__YOUR TASK__.
Show all lines from the data that include the word "placemat".

__DATASET EXTRACT__.
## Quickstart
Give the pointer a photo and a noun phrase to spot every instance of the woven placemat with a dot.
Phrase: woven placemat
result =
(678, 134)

__WRITTEN ANSWER__.
Give the pointer a photo and a noun phrase to spot every instance of the woven placemat with a dot.
Phrase: woven placemat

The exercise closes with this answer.